EXERCISE REQUIREMENTS
All of the data that follows should be written out exactly.

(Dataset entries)

---

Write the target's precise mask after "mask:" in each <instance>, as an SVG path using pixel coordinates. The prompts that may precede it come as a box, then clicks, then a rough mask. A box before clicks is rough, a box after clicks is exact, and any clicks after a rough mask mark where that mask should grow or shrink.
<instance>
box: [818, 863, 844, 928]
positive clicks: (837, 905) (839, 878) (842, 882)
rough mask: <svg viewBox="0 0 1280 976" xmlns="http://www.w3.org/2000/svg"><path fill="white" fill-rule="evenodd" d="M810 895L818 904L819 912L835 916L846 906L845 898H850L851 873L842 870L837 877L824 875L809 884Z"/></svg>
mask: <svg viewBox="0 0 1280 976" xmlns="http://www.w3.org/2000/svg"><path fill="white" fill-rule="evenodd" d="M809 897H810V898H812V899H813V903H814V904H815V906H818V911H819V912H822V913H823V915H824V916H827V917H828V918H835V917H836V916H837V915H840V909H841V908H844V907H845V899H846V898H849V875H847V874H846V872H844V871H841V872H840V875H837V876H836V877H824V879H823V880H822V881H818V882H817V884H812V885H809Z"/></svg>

---

SOLUTION TO THIS PROBLEM
Write the target's precise mask after "mask:" in each <instance>, as an SVG path using pixel coordinates. The prompts that may precede it come as a box, then clicks, then a rough mask. A box before clicks is rough, a box after clicks is exact, and any clicks after a rough mask mark where that mask should grow or shrink.
<instance>
box: [818, 863, 844, 928]
positive clicks: (837, 905) (839, 878) (842, 882)
rough mask: <svg viewBox="0 0 1280 976" xmlns="http://www.w3.org/2000/svg"><path fill="white" fill-rule="evenodd" d="M810 895L818 904L819 912L835 916L846 906L845 898H850L851 873L842 870L837 877L824 875L809 884Z"/></svg>
mask: <svg viewBox="0 0 1280 976" xmlns="http://www.w3.org/2000/svg"><path fill="white" fill-rule="evenodd" d="M809 897H810V898H812V899H813V903H814V904H815V906H818V911H819V912H822V913H823V915H824V916H827V917H828V918H835V917H836V916H837V915H840V909H841V908H844V907H845V899H846V898H849V875H847V874H846V872H844V871H841V872H840V875H837V876H836V877H824V879H823V880H822V881H818V882H817V884H812V885H809Z"/></svg>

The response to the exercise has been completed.